Records from a data collection:

====

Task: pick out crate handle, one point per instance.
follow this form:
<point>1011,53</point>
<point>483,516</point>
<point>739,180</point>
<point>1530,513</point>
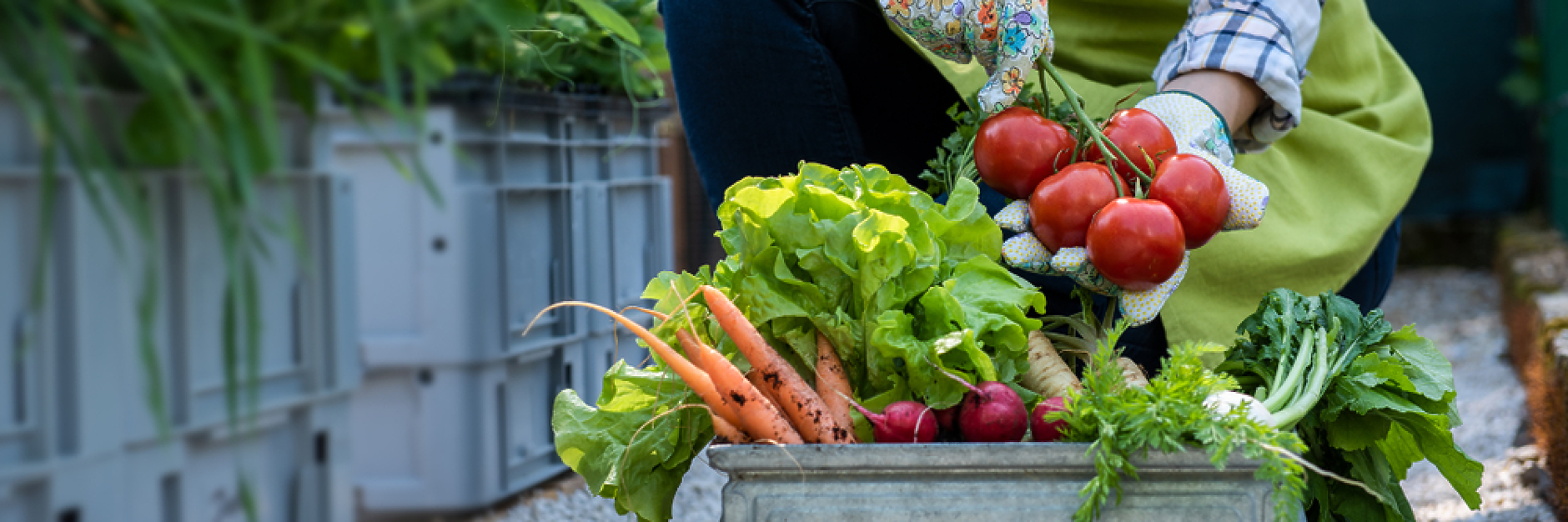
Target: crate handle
<point>19,328</point>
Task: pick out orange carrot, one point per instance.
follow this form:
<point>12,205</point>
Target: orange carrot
<point>691,374</point>
<point>726,433</point>
<point>833,386</point>
<point>762,386</point>
<point>759,417</point>
<point>798,402</point>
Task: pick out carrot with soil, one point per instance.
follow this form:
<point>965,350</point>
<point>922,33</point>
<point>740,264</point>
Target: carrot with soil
<point>833,386</point>
<point>759,417</point>
<point>755,377</point>
<point>798,402</point>
<point>691,374</point>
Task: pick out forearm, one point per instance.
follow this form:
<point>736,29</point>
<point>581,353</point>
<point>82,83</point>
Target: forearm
<point>1231,94</point>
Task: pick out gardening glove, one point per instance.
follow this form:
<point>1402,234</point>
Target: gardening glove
<point>1004,35</point>
<point>1200,130</point>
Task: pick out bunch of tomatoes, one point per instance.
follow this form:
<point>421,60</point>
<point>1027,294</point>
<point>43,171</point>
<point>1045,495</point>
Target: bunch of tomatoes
<point>1136,212</point>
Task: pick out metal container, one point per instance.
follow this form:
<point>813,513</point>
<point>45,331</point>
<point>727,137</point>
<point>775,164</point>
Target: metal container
<point>974,482</point>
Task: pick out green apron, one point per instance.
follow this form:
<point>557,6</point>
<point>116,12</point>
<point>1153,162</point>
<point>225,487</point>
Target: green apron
<point>1336,183</point>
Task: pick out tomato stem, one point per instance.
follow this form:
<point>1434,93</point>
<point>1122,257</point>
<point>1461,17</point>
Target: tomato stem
<point>1083,113</point>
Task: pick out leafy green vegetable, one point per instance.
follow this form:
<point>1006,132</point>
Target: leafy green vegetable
<point>955,157</point>
<point>1386,404</point>
<point>1123,420</point>
<point>621,450</point>
<point>902,286</point>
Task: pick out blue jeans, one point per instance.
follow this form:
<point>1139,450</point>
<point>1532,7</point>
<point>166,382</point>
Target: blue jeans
<point>764,85</point>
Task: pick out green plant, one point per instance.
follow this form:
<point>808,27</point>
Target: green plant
<point>209,78</point>
<point>591,46</point>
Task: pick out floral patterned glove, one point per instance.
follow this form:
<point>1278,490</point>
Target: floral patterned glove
<point>1199,130</point>
<point>1004,35</point>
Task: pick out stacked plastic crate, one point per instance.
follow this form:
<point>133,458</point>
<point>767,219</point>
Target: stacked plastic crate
<point>78,436</point>
<point>530,199</point>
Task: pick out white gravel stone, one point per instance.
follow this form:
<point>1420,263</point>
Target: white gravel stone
<point>1460,313</point>
<point>1457,309</point>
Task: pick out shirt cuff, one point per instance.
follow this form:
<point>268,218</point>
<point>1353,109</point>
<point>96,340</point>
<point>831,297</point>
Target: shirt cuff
<point>1267,41</point>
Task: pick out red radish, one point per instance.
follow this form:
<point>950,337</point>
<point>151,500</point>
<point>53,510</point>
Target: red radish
<point>993,413</point>
<point>990,413</point>
<point>1048,431</point>
<point>947,420</point>
<point>902,422</point>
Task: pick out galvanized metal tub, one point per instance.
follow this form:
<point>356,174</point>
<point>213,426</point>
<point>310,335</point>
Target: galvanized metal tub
<point>974,482</point>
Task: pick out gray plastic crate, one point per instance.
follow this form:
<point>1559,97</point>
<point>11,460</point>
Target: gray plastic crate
<point>303,308</point>
<point>294,463</point>
<point>454,438</point>
<point>524,404</point>
<point>976,482</point>
<point>454,413</point>
<point>629,240</point>
<point>21,402</point>
<point>76,430</point>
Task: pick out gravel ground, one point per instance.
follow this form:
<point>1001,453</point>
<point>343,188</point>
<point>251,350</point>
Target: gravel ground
<point>1457,309</point>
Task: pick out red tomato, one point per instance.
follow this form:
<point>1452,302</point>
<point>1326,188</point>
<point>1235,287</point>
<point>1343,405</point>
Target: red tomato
<point>1063,204</point>
<point>1197,195</point>
<point>1136,243</point>
<point>1018,148</point>
<point>1136,132</point>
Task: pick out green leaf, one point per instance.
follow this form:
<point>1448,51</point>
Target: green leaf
<point>609,19</point>
<point>621,450</point>
<point>1427,370</point>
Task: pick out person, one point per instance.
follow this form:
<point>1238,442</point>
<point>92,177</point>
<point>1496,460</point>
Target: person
<point>1320,107</point>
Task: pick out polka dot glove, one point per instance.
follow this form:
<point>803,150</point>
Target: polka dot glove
<point>1026,253</point>
<point>1004,35</point>
<point>1199,130</point>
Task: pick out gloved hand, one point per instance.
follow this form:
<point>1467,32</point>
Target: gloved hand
<point>1004,35</point>
<point>1199,130</point>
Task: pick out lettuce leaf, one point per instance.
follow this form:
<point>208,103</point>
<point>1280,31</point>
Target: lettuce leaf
<point>621,450</point>
<point>902,286</point>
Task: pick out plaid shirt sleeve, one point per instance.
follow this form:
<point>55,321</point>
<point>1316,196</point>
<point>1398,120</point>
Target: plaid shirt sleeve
<point>1263,39</point>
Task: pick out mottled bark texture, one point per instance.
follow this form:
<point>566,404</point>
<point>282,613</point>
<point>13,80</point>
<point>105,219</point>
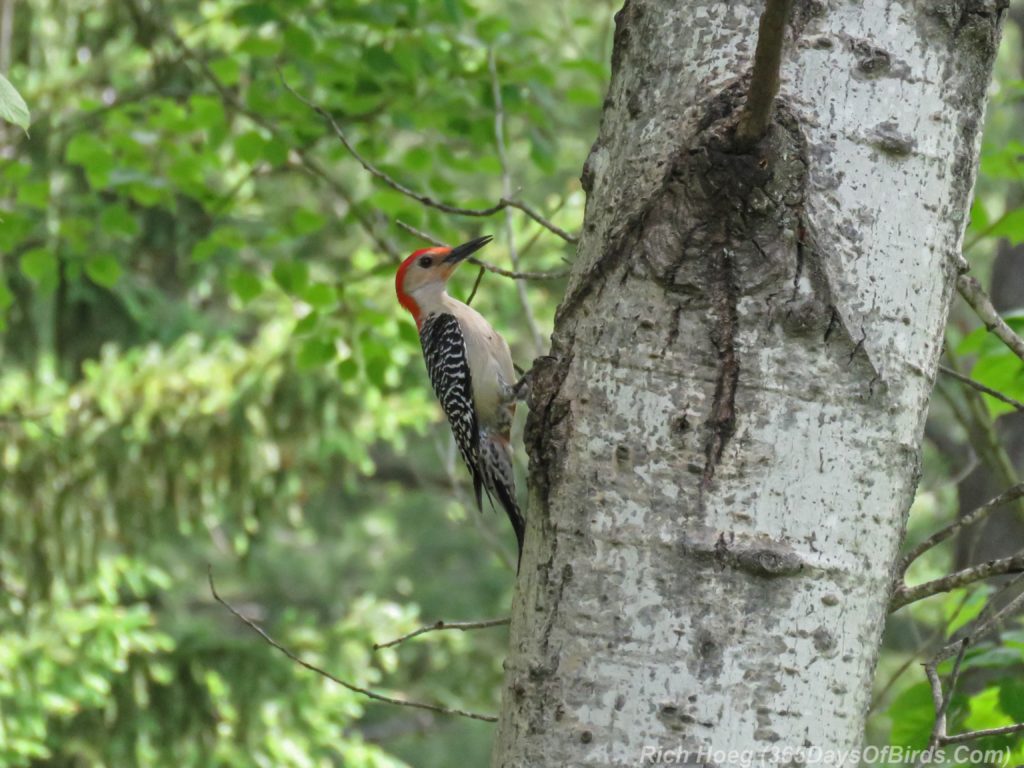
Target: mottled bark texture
<point>724,441</point>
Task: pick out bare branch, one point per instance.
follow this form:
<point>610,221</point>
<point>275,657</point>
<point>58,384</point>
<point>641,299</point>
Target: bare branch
<point>940,736</point>
<point>496,92</point>
<point>970,518</point>
<point>476,286</point>
<point>440,626</point>
<point>975,295</point>
<point>904,595</point>
<point>756,117</point>
<point>419,197</point>
<point>311,165</point>
<point>553,274</point>
<point>971,735</point>
<point>941,701</point>
<point>323,673</point>
<point>982,388</point>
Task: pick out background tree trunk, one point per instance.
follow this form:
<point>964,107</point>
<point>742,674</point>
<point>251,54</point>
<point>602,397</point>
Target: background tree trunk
<point>724,442</point>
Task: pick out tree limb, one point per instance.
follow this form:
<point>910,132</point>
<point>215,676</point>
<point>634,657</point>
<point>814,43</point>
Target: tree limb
<point>975,295</point>
<point>440,626</point>
<point>425,200</point>
<point>511,273</point>
<point>324,673</point>
<point>756,117</point>
<point>970,518</point>
<point>496,92</point>
<point>904,595</point>
<point>982,388</point>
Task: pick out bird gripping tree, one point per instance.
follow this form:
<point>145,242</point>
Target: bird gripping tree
<point>470,368</point>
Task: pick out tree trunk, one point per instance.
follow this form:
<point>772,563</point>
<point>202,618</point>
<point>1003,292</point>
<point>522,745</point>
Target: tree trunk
<point>724,442</point>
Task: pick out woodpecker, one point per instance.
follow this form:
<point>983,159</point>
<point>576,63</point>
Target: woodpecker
<point>470,368</point>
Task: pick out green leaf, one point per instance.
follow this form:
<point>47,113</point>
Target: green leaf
<point>39,265</point>
<point>245,285</point>
<point>291,275</point>
<point>321,296</point>
<point>912,715</point>
<point>103,270</point>
<point>314,352</point>
<point>12,107</point>
<point>1012,698</point>
<point>226,70</point>
<point>1010,226</point>
<point>250,146</point>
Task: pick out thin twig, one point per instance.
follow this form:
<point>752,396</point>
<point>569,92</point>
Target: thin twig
<point>975,295</point>
<point>496,91</point>
<point>940,701</point>
<point>936,634</point>
<point>426,200</point>
<point>323,673</point>
<point>756,117</point>
<point>982,388</point>
<point>971,735</point>
<point>512,274</point>
<point>972,635</point>
<point>476,285</point>
<point>970,518</point>
<point>904,595</point>
<point>440,626</point>
<point>311,165</point>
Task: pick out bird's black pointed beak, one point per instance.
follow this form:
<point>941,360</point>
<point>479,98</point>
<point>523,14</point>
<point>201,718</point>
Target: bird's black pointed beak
<point>459,253</point>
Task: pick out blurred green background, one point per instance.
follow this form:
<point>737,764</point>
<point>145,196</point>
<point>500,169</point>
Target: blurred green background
<point>202,361</point>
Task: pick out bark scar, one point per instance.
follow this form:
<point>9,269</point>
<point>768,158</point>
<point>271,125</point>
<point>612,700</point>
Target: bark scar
<point>722,420</point>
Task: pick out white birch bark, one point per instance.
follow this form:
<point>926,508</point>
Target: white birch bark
<point>724,443</point>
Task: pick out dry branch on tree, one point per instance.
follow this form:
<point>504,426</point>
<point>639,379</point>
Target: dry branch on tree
<point>344,684</point>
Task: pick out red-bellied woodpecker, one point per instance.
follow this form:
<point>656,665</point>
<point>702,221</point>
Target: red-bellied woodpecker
<point>471,371</point>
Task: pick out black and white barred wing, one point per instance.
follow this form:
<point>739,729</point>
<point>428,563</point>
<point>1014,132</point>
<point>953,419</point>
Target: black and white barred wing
<point>448,365</point>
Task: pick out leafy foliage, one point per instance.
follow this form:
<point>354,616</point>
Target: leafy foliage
<point>204,363</point>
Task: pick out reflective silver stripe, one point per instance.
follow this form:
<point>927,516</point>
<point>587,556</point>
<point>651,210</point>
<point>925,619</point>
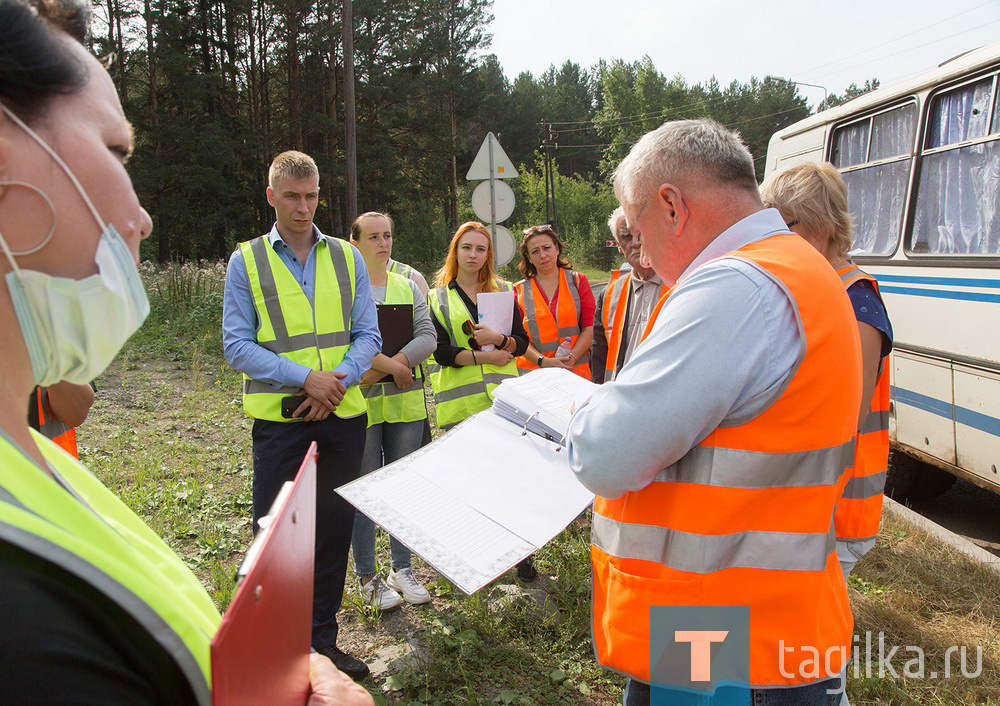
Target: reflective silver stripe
<point>861,487</point>
<point>738,468</point>
<point>702,554</point>
<point>255,387</point>
<point>343,273</point>
<point>308,340</point>
<point>7,497</point>
<point>456,393</point>
<point>258,248</point>
<point>851,274</point>
<point>875,421</point>
<point>129,602</point>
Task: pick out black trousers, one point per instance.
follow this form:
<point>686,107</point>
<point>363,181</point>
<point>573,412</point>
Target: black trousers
<point>278,450</point>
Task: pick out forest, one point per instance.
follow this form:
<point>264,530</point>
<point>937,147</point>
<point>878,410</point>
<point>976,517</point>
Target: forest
<point>216,88</point>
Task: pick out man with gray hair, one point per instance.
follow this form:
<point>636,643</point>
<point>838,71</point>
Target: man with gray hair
<point>623,306</point>
<point>715,454</point>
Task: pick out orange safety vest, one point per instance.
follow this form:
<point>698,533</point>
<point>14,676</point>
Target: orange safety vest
<point>40,417</point>
<point>616,301</point>
<point>745,517</point>
<point>859,510</point>
<point>547,331</point>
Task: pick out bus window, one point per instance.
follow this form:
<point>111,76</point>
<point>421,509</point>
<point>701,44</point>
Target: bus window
<point>957,201</point>
<point>874,156</point>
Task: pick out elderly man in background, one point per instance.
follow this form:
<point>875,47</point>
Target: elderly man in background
<point>623,306</point>
<point>735,419</point>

====

EXERCISE
Copy out, word for word, the part of the entries above that begins at the line with "<point>479,98</point>" and ends at the line with "<point>925,619</point>", including both.

ANSWER TO THIS EXERCISE
<point>479,98</point>
<point>523,14</point>
<point>201,718</point>
Target: bird's black pointed beak
<point>459,253</point>
Task: pick out blurred green background, one point per instance.
follow this form:
<point>737,764</point>
<point>145,196</point>
<point>500,169</point>
Target: blurred green background
<point>202,361</point>
Task: pick out bark scar, one point per instance.
follow this form:
<point>9,269</point>
<point>768,158</point>
<point>271,125</point>
<point>612,700</point>
Target: bark scar
<point>722,420</point>
Task: pick out white birch bark, one point per instance.
follow this form:
<point>926,508</point>
Target: white birch bark
<point>724,443</point>
Task: pick out dry branch on tree, one point per instance.
follow this form:
<point>504,426</point>
<point>639,379</point>
Target: dry branch on tree
<point>344,684</point>
Task: pick out red-bellied woodpecker, one point per instance.
follow this form:
<point>656,665</point>
<point>702,221</point>
Target: red-bellied woodpecker
<point>471,371</point>
Task: pick out black and white barred wing, one point per instance.
follow this form:
<point>739,729</point>
<point>428,563</point>
<point>1014,132</point>
<point>953,419</point>
Target: black and white barred wing
<point>448,365</point>
Task: pick out leafy foliage, one point per instance.
follow this form:
<point>354,616</point>
Target: leafy foliage
<point>204,363</point>
Task: pick out reflective silver stripe, one point per instance.
follow this form:
<point>927,516</point>
<point>587,556</point>
<point>651,210</point>
<point>925,619</point>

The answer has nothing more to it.